─── Text block ───

The TaskManager class then takes on the responsibilities of:

Creating a configurable number of Web Workers.
Installing the dependencies (i.e. function bodies + transfers) for each supported task type.
Distributing tasks evenly across workers.
Disposing of workers if necessary.

donmccurdy commented 4 years ago

/cc @kaisalmen

kaisalmen commented 4 years ago

@donmccurdy regarding the question of ES6 module support in web workers:

Chromium 80 supports it without specifiying a command-line flag (https://bugs.chromium.org/p/chromium/issues/detail?id=680046)
When Firefox will support it is unclear (https://bugzilla.mozilla.org/show_bug.cgi?id=1558780)
I haven't checked Safari

Some preliminary thoughts:

TaskManager should cache a Worker of a specific type, so it can be directly re-used
In addition to supplying two functions we could think of performing registration with stringified code pieces or by pointing to a file relying on module imports (augmenting potential additional logic in worker is easier)
One worker run will produce one result. Should we think about intermediate results? I know this introduces more complexity, but could allow smaller chunks of results (like mesh streaming in OBJLoader2)
We should also assess which code and ideas from existing code could be re-used

Demo idea:

Asteroid field where workers create potentially indefinitely geometry along a flight path (not because this makes sense, but to test workload distribution , re-use and cleanup)

─── Supplied entries ───

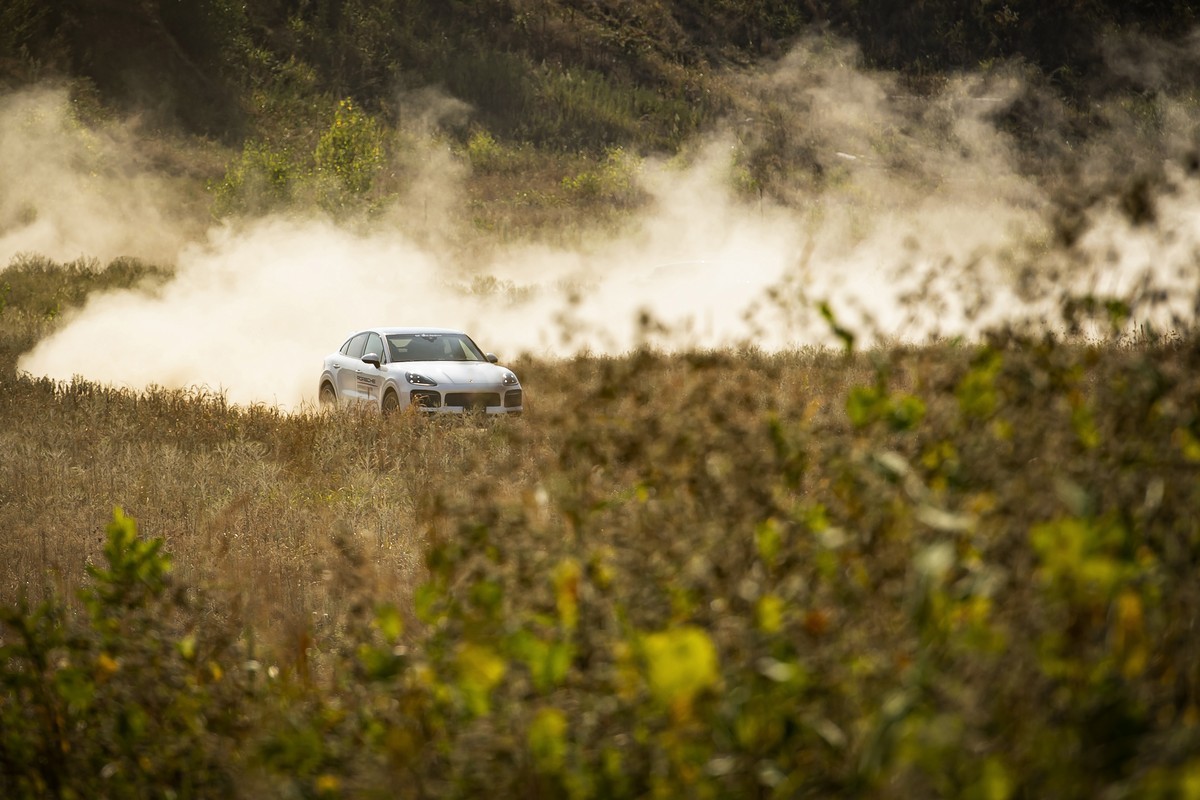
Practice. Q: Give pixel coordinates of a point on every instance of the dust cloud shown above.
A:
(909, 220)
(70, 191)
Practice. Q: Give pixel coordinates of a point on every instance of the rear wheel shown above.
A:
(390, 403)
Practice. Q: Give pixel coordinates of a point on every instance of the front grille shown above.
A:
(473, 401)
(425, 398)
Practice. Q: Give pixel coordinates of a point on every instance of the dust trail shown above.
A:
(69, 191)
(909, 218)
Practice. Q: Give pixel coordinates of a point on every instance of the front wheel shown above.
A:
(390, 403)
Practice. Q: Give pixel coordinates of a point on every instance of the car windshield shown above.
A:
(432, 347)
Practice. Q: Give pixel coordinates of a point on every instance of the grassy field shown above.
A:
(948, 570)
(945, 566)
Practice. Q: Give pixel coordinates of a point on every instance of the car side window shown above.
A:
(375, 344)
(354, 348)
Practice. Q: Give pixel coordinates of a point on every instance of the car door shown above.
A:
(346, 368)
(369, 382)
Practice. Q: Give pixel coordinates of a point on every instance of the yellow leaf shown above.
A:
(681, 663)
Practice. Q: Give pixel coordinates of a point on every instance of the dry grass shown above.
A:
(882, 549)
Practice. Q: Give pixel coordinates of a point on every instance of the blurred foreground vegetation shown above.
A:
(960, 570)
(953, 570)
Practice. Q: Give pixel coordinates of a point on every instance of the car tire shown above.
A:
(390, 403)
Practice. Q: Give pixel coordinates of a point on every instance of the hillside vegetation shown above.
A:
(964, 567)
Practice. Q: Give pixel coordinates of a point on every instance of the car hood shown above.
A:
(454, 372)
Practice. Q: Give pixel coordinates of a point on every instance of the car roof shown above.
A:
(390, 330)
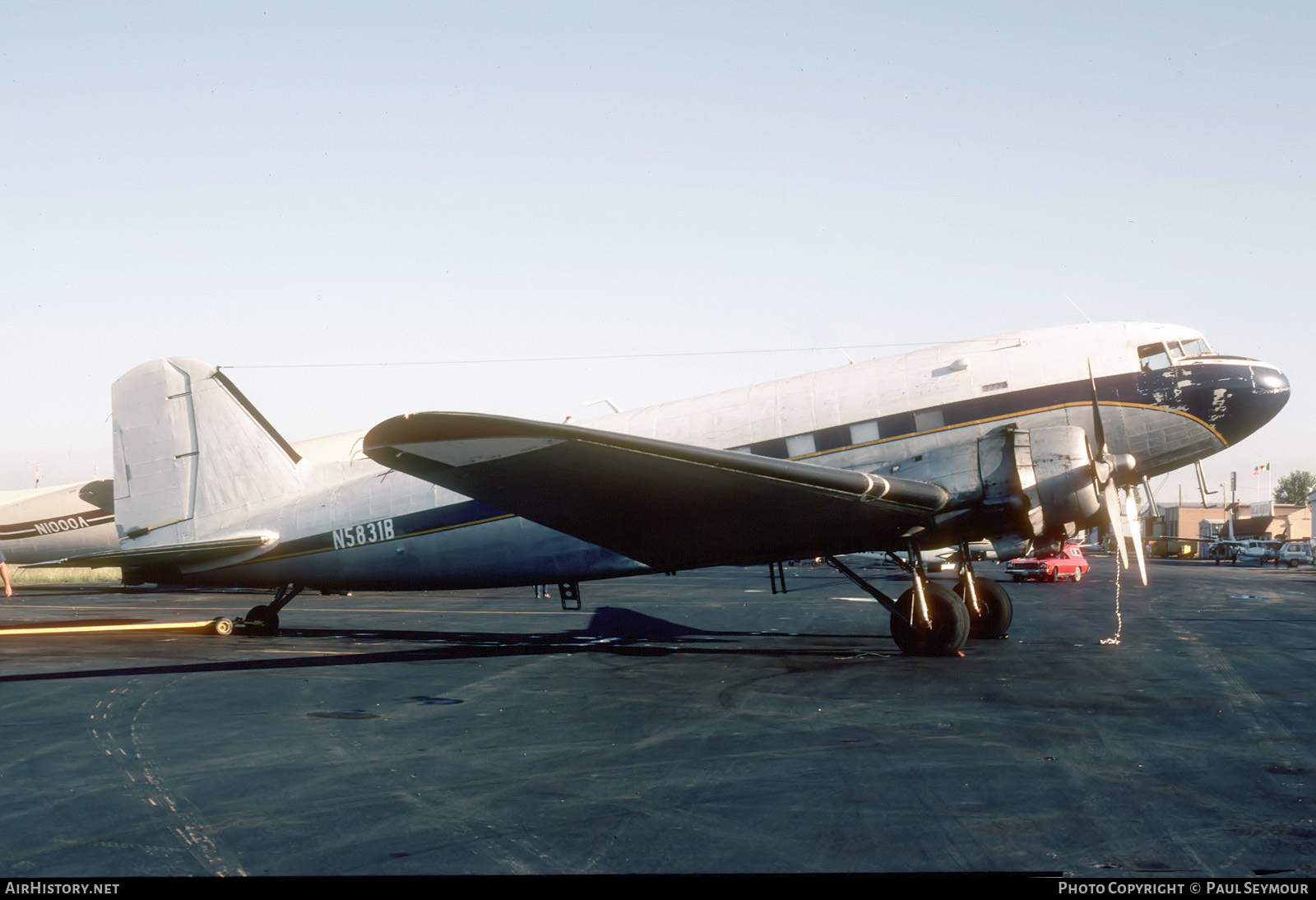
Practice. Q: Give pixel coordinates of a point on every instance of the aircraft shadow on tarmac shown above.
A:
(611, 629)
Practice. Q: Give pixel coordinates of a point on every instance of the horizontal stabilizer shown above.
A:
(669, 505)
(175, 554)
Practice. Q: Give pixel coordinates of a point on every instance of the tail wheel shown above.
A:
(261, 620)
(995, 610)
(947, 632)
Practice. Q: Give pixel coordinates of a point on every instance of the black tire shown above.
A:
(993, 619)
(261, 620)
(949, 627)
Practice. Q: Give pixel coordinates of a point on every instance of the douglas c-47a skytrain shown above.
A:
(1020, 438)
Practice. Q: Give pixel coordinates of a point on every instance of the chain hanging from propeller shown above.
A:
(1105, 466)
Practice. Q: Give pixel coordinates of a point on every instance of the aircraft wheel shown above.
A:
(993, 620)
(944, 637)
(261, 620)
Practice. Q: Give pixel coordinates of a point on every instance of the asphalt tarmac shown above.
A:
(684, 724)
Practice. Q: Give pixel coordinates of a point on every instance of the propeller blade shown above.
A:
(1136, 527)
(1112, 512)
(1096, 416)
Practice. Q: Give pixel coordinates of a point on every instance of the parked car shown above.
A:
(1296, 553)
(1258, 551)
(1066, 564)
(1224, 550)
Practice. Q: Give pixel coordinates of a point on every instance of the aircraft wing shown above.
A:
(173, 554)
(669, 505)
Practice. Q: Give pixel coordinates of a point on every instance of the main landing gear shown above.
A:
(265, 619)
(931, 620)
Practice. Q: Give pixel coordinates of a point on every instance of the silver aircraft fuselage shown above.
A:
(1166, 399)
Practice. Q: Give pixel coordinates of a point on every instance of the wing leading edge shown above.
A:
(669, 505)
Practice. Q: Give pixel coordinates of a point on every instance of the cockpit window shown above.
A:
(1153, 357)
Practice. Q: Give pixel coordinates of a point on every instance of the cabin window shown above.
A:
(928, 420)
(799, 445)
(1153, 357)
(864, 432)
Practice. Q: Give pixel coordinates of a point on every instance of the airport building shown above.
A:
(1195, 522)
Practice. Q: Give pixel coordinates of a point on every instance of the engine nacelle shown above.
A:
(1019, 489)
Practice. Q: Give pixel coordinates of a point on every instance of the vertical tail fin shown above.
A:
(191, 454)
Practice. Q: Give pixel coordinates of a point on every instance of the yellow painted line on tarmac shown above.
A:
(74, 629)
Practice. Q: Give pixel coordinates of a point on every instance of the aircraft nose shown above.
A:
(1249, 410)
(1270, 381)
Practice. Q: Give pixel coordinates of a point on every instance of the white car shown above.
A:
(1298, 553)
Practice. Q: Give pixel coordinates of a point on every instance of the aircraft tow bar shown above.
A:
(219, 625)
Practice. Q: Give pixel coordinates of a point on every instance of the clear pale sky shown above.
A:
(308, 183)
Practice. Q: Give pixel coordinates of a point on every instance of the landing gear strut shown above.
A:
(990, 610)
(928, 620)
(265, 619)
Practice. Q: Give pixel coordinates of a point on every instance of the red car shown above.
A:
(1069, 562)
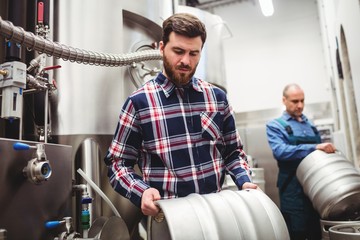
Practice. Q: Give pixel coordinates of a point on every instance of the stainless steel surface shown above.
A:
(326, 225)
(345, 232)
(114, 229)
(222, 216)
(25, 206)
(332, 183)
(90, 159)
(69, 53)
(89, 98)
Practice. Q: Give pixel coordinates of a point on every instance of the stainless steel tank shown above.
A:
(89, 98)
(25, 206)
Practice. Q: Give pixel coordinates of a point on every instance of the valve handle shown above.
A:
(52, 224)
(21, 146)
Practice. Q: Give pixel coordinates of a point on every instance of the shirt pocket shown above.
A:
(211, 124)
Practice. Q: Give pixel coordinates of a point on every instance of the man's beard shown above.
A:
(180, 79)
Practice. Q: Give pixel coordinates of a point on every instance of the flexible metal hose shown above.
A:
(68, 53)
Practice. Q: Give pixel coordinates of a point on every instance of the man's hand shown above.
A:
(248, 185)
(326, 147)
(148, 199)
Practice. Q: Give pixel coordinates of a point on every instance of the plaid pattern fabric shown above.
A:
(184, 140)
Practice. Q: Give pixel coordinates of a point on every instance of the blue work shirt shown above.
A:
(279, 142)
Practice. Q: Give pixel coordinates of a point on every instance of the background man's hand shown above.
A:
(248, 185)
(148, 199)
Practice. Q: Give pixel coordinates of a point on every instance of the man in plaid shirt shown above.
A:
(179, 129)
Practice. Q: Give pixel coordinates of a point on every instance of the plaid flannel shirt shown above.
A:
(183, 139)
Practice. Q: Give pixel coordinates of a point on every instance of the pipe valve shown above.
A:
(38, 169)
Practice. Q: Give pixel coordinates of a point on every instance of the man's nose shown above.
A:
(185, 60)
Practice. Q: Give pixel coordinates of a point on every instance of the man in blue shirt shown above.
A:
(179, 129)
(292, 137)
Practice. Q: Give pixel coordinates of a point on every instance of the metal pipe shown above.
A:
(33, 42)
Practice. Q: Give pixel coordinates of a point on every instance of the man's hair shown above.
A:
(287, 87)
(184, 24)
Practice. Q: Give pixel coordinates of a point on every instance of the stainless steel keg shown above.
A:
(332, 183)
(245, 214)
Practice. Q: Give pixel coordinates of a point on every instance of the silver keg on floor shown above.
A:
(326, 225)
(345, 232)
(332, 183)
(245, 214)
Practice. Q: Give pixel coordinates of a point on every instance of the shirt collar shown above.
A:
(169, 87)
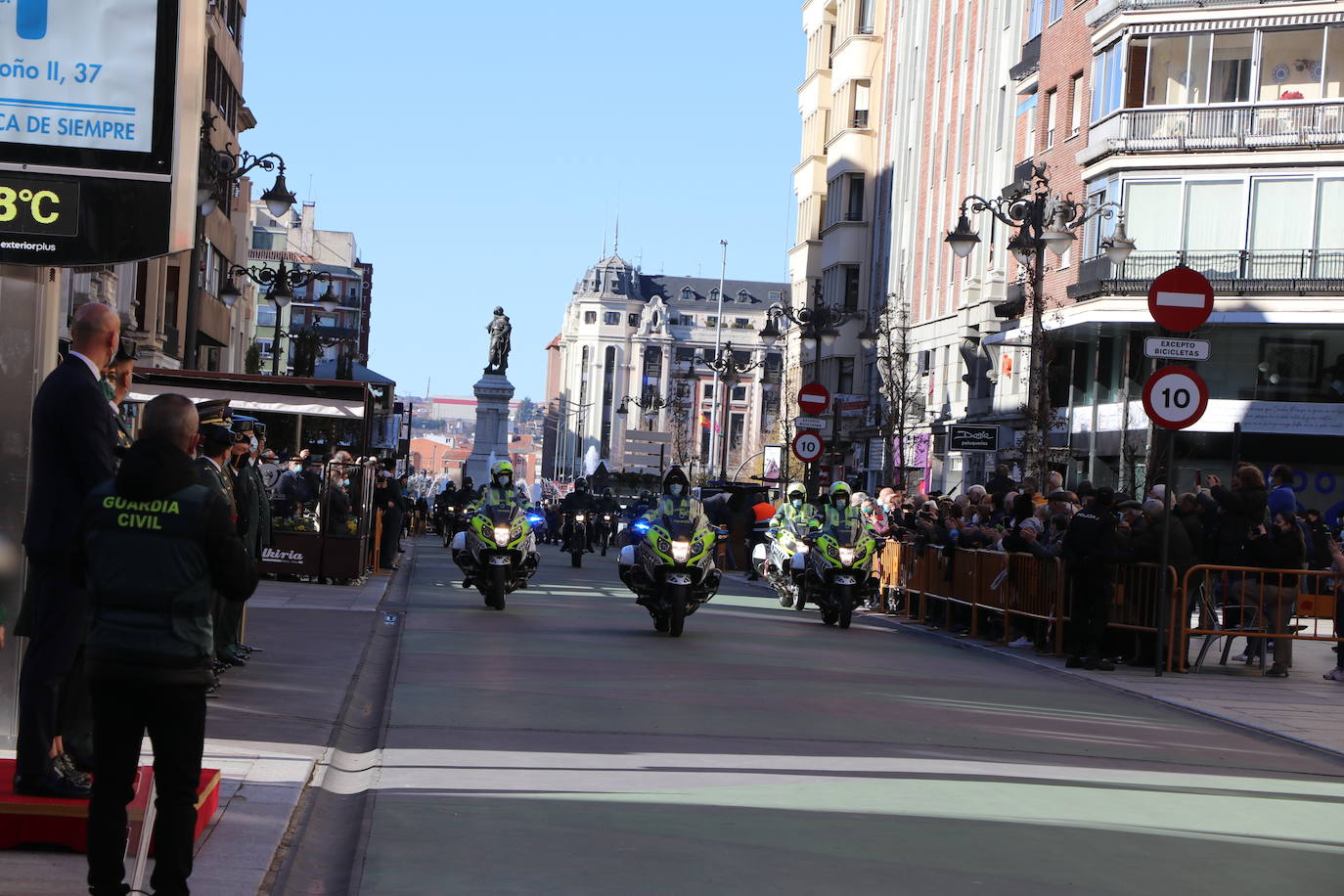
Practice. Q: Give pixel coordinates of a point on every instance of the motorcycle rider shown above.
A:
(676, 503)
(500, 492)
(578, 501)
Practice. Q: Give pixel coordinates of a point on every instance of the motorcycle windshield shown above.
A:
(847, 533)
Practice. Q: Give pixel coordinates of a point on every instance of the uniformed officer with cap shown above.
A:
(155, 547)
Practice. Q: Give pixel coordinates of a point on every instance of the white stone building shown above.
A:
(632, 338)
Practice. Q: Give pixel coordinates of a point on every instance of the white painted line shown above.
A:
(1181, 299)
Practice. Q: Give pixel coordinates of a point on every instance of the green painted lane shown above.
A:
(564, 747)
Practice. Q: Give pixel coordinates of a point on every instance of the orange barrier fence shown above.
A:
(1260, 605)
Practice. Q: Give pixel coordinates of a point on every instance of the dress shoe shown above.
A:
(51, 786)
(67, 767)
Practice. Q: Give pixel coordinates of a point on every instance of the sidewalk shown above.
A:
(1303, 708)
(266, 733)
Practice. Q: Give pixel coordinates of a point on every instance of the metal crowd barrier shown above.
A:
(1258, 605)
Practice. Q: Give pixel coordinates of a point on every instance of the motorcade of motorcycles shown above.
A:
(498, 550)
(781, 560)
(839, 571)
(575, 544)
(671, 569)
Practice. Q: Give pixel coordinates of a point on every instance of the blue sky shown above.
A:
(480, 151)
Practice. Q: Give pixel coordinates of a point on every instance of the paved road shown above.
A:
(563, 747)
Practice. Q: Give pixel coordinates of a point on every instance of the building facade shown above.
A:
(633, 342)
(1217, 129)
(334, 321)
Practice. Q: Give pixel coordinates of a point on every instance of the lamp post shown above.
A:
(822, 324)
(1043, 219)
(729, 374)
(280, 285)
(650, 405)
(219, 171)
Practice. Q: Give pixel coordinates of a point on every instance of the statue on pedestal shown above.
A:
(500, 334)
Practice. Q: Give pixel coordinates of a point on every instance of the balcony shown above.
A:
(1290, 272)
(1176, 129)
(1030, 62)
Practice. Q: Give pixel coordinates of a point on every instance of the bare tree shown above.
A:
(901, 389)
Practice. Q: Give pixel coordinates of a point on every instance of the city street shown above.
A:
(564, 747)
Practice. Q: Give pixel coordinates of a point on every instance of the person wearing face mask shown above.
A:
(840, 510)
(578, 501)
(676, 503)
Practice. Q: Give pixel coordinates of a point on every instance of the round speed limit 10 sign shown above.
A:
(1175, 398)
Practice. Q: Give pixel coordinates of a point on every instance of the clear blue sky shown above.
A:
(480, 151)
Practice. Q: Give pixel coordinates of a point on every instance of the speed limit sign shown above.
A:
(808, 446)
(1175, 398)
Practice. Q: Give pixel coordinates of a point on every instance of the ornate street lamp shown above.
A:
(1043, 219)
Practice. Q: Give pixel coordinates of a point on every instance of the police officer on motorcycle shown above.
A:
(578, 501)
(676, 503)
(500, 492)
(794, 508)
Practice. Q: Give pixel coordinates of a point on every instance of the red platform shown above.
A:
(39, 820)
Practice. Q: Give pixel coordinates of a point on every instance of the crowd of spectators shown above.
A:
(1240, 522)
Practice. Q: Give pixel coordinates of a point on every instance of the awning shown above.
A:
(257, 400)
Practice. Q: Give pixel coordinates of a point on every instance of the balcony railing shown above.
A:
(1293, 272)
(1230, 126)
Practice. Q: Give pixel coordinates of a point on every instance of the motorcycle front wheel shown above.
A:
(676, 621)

───

## [Direction 1]
Rewrite the TaskManager thread starting with "One worker run" and going on through "re-use and cleanup)", replacing "intermediate results" with "partial results".
## [Direction 2]
Extend the TaskManager thread by continuing from its final sentence.

## [Task output 1]
One worker run will produce one result. Should we think about partial results? I know this introduces more complexity, but could allow smaller chunks of results (like mesh streaming in OBJLoader2)
We should also assess which code and ideas from existing code could be re-used

Demo idea:

Asteroid field where workers create potentially indefinitely geometry along a flight path (not because this makes sense, but to test workload distribution , re-use and cleanup)

## [Task output 2]
Usnul commented 4 years ago

I feel it's not a task "manager" as such, it's more like a task factory. Or some kind of execution framework. But it does seem nice to be able to unify this kind of functionality.

Personally I would go for something that allowed a bit more functionality, such as dependencies for instance. Things like being able to abort the task. Not necessarily right now, but to have a provision to be able to add those things in the future. As things stand - I don't see that being possible, except via config, but that is kinda messy.

Maybe have a minimalist abstraction "Task" with something like "promise" or "completion" property as a Promise. You can then tack things like dependencies and various task-specific functionalities onto it.

kaisalmen commented 4 years ago

Personally I would go for something that allowed a bit more functionality, such as dependencies for instance. Things like being able to abort the task.

With regard to dependencies and management of more complex code or execution functions support for jsm in workers will make things easier in the future. Especially with to Chrome 80+ (https://www.chromestatus.com/feature/5761300827209728) is supposed to support this without flags, but it is broken again in Chrome Dev 81 / Canary 81. I saw this working nicely on Windows already. Basically you can run the same code in the same way now as long as you obey the general limitations of workers. Porting existing code (like other loaders) to workers will be a lot easier, I think.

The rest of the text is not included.